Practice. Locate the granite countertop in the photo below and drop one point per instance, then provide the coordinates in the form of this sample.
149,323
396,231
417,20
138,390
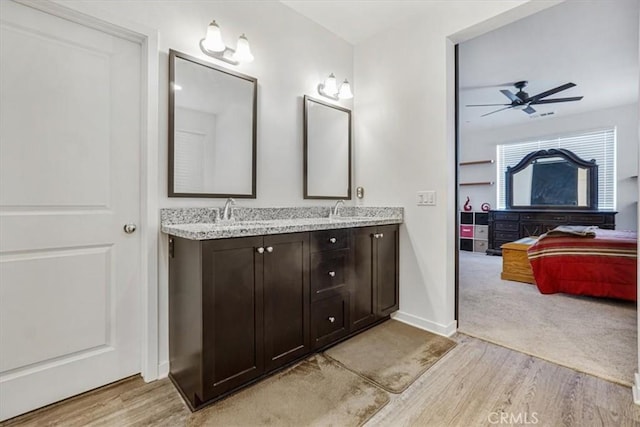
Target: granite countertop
202,224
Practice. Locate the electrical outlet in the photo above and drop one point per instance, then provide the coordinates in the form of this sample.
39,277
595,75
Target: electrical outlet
426,198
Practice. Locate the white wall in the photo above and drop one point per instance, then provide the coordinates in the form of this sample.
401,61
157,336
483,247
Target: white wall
404,142
481,144
292,55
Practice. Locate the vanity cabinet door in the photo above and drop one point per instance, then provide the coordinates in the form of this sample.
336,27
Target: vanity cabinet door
375,285
232,314
387,267
286,298
363,291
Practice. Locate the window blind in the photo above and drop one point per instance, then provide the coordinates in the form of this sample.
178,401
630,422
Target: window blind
599,145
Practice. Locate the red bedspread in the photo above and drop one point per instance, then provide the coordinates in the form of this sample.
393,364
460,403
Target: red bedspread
601,266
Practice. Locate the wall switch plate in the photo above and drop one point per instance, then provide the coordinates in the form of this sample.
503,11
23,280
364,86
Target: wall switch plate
426,198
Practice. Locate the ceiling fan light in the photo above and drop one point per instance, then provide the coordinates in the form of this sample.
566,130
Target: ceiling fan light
213,40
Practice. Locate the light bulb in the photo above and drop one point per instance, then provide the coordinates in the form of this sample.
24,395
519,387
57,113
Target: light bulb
345,90
243,50
213,40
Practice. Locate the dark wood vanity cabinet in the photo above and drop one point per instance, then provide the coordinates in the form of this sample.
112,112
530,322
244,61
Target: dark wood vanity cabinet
240,308
374,283
512,224
330,261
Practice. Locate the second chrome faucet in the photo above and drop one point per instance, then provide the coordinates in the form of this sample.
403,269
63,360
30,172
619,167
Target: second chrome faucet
227,214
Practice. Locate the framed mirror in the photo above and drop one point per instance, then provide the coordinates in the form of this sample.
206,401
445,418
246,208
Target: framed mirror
212,130
327,150
554,178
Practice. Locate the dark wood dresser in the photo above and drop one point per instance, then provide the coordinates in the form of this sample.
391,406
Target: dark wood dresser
512,224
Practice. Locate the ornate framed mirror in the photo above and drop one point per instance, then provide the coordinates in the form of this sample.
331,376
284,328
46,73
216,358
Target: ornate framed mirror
327,150
212,130
552,179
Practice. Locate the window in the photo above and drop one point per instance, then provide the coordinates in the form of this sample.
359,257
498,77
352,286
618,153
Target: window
599,145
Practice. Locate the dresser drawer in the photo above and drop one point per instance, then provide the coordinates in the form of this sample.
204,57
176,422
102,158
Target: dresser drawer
329,320
506,226
480,245
466,231
327,240
328,273
506,236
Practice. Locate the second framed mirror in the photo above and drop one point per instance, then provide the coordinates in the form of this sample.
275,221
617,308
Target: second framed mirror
327,150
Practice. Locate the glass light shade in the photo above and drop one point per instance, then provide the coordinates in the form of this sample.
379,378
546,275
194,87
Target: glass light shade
243,51
330,87
213,40
345,90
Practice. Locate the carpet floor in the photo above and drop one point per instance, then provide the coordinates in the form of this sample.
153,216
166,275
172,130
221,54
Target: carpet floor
392,355
592,335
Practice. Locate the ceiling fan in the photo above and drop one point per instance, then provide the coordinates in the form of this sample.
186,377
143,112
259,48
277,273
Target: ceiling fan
522,101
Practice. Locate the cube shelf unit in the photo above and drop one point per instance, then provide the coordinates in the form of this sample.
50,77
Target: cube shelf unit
474,231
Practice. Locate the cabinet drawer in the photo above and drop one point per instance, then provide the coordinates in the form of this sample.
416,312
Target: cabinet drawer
481,231
326,240
328,273
504,216
509,237
480,245
466,244
329,320
587,219
506,226
466,231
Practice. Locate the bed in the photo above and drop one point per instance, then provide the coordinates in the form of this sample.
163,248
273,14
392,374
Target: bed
586,261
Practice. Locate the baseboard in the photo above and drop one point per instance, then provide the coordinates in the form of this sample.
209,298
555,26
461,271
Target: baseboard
427,325
163,370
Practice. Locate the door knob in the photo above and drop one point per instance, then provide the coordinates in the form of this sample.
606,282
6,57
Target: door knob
129,228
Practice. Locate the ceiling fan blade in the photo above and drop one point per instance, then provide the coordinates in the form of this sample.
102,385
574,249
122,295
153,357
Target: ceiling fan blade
486,105
550,92
551,101
502,109
510,95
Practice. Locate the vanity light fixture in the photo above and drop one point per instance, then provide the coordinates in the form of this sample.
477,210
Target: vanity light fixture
329,89
213,45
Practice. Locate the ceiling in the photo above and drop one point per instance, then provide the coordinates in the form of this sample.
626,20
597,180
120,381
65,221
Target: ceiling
358,20
593,44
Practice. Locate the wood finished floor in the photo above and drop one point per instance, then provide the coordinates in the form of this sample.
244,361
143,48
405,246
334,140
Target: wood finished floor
472,385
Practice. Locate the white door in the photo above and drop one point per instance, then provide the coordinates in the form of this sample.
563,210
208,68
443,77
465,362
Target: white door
69,181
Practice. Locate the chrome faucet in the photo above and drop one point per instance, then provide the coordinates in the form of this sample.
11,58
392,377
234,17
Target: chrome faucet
226,212
336,209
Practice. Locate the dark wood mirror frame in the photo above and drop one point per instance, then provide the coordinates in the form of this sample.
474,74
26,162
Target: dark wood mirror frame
172,79
306,194
570,157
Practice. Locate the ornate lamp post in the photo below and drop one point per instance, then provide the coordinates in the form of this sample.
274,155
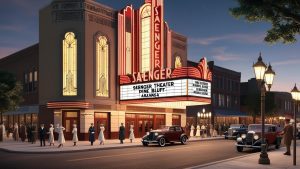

====

- [Task brief] Report every line above that contains the word "knob", copying each one in full. Case counts.

- [The output]
Practice. Locate the door knob in the photo above and drop one point per instance, then provide the coordinates in the form of this sample.
Target: door knob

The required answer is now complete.